-- start of Excerpt to read --
# Signal Emitter Positioning Using Multilateration

In this post we solve the problem of spatial location of a signal emitter in Euclidian $$\mathbb{R}^3$$ space by means of time difference of arrival (TDOA) at multiple omnidirectional sensors.

## Introduction

Multilateration is a technique that uses multiple omnidirectional sensors in order to isolate the unknown position of a signal emitter in two- or three-dimensional Euclidian space. Two examples of sensors and signals could be microphones listening for sharp noises, or radio receivers listening for radio signals. In any case, these sensors are located at unique known positions where they listen for what is called a signal event. Such events are timestamped based on a synchronized or centralized clock common to all sensors. The signal from an emitter is registered by all sensors only once as the signal wave expands spherically in all directions with constant propagation speed. The time difference between when two sensors register the signal event is called the time difference of arrival (TDOA). Based on the TDOA and the location of each registration, i.e., sensor positions, we can deduce the location of the signal emitter.

## Model definitions

Let sensors $$i=1,\ldots,k$$ at positions $$\vec{p}_{i}$$ be sensors that output a timestamp $$t_{i}$$ for when they register a signal wave with propagation speed $$v$$ from a signal emitter at unknown position $$\vec{x}$$, signal start time $$t$$ and distance $$v\left(t_{i}-t\right)=\|\vec{x}-\vec{p}_{i}\|$$ away. If we define sensor $$c$$ to be the first sensor to register a signal event, then the signal wave has traveled for $$(t_{c}-t)$$ time units and a distance of $$v(t_{c}-t)=\|\vec{x}-\vec{p}_{c}\|$$ before reaching the first sensor. Furthermore, the TDOA between each sensor’s timestamp and the initial sensor’s timestamp is $$(t_{i}-t_{c})$$ yielding the the distance $$v\Delta t_{i}=v(t_{i}-t_{c})$$ traveled by the signal wave since initially being registered and finally reaching the $$i$$th sensor. From the definitions above we have the following important relationships.
-- end of Excerpt to read --
-- start of Material supplied --
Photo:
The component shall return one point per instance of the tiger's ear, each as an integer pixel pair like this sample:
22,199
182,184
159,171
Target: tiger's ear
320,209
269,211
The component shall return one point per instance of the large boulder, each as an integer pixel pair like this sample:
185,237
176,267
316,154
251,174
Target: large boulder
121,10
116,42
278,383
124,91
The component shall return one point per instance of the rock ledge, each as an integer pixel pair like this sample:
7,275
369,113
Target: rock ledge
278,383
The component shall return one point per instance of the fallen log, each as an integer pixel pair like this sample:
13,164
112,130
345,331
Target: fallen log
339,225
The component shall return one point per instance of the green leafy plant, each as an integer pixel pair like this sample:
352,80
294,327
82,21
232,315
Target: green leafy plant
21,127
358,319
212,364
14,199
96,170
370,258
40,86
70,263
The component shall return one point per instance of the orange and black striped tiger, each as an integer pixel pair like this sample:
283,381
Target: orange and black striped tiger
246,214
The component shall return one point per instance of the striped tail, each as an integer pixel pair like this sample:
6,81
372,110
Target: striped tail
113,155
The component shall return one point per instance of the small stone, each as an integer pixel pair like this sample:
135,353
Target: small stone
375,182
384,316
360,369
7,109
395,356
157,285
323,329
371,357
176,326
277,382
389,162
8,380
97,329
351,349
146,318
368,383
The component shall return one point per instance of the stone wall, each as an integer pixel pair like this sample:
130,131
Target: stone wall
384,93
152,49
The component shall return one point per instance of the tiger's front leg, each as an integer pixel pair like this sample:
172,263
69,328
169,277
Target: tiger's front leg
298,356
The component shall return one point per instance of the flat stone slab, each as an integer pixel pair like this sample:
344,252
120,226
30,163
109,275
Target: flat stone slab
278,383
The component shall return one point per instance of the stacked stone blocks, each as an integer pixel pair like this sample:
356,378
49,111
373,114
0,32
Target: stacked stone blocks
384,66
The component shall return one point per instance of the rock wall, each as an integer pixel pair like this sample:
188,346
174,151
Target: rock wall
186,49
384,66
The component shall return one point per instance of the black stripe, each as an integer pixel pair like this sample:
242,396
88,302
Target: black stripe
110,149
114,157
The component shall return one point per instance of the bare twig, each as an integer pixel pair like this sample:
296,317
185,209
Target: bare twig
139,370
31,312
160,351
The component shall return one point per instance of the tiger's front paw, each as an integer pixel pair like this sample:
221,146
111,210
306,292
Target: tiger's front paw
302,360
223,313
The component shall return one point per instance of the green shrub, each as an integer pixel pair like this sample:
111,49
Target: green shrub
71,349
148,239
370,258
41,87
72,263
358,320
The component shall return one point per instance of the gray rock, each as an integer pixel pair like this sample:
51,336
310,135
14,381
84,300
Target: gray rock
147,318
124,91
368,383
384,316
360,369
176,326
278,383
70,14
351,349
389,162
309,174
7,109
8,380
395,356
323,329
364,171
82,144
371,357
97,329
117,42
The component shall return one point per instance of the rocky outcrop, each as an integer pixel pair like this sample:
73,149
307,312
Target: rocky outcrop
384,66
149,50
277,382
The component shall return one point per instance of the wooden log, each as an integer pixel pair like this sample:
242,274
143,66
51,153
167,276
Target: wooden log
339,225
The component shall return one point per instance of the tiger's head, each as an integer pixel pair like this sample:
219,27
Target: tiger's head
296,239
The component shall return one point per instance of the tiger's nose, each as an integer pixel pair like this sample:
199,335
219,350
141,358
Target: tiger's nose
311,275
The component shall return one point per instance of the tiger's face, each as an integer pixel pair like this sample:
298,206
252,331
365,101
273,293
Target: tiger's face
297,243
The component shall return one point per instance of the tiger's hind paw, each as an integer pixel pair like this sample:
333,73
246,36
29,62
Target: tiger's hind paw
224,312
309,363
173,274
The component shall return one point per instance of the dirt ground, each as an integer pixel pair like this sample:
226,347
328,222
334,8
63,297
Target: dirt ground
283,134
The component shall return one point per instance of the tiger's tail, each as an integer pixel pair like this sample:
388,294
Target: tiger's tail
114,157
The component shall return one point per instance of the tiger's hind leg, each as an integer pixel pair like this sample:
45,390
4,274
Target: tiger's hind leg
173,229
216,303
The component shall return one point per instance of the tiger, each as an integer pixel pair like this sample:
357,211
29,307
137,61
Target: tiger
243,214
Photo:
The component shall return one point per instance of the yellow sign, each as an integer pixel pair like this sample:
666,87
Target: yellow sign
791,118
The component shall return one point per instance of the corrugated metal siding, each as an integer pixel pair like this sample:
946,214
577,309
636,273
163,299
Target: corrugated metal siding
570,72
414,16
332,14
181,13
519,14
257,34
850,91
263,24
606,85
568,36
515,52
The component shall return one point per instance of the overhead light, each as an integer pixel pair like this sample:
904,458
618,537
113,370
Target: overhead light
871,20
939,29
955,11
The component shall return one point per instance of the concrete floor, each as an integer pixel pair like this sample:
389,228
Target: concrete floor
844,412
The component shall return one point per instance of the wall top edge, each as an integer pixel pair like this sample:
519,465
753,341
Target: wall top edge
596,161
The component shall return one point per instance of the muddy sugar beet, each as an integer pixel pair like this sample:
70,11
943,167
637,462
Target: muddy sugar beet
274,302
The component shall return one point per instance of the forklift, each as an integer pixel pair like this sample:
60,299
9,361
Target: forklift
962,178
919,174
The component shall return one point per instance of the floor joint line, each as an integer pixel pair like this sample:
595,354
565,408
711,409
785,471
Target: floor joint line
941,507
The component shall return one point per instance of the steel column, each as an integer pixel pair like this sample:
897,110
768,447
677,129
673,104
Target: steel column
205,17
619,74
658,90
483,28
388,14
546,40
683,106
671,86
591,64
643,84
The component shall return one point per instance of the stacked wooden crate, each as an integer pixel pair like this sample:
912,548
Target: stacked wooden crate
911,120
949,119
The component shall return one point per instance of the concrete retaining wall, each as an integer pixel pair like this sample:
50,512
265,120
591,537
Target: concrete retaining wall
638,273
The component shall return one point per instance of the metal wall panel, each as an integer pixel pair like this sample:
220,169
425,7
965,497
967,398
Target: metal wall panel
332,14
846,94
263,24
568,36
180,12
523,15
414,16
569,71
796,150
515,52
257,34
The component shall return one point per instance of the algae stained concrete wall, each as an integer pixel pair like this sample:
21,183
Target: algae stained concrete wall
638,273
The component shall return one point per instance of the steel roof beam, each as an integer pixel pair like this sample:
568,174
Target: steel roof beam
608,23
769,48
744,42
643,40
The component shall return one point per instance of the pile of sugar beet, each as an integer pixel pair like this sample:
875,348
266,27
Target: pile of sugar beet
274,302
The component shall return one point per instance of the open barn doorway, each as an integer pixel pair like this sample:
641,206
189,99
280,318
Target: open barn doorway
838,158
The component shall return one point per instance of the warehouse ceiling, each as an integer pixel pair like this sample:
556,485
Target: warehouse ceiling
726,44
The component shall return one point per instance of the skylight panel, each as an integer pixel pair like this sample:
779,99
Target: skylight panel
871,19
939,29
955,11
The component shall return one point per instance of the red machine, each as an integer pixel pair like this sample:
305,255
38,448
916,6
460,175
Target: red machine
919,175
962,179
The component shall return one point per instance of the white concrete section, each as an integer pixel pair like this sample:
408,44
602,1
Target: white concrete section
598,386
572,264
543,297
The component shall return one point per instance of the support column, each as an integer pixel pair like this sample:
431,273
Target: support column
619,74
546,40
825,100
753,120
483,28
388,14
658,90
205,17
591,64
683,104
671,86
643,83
-- end of Material supplied --
## Task list:
1. Reproduce the multilateration post word for word, starting with "Let sensors $$i=1,\ldots,k$$" and going on through "following important relationships.".
2. According to the multilateration post, why does each sensor register the signal from an emitter only once? Answer in one to three sentences.
3. Finish out the next part of the multilateration post, picking up after its last sentence.
The items are separate from the multilateration post and are not part of it.

## Per-task outputs:
1.
Let sensors $$i=1,\ldots,k$$ at positions $$\vec{p}_{i}$$ be sensors that output a timestamp $$t_{i}$$ for when they register a signal wave with propagation speed $$v$$ from a signal emitter at unknown position $$\vec{x}$$, signal start time $$t$$ and distance $$v\left(t_{i}-t\right)=\|\vec{x}-\vec{p}_{i}\|$$ away. If we define sensor $$c$$ to be the first sensor to register a signal event, then the signal wave has traveled for $$(t_{c}-t)$$ time units and a distance of $$v(t_{c}-t)=\|\vec{x}-\vec{p}_{c}\|$$ before reaching the first sensor. Furthermore, the TDOA between each sensor’s timestamp and the initial sensor’s timestamp is $$(t_{i}-t_{c})$$ yielding the the distance $$v\Delta t_{i}=v(t_{i}-t_{c})$$ traveled by the signal wave since initially being registered and finally reaching the $$i$$th sensor. From the definitions above we have the following important relationships.

2. The signal wave expands spherically in all directions with a constant propagation speed. Because of this, every sensor registers it only once.

3.
\|\vec{x}-\vec{p}_{i}\|=v\left(t_{i}-t\right)\label{eq:main}

and the equivalent formulations

\begin{split}\|\vec{x}-\vec{p}_{i}\|=v(t_{i}-t_{c})+\|\vec{x}-\vec{p}_{c}\|\end{split}
\label{eq:mainSplit}

\|\vec{x}-\vec{p}_{i}\|=v(t_{i}-t_{c})+v(t_{c}-t)\label{eq:mainTime}

The following figure shows the various geometric distance relationships of the multilateration problem.

Distance relationships of the multilateration problem.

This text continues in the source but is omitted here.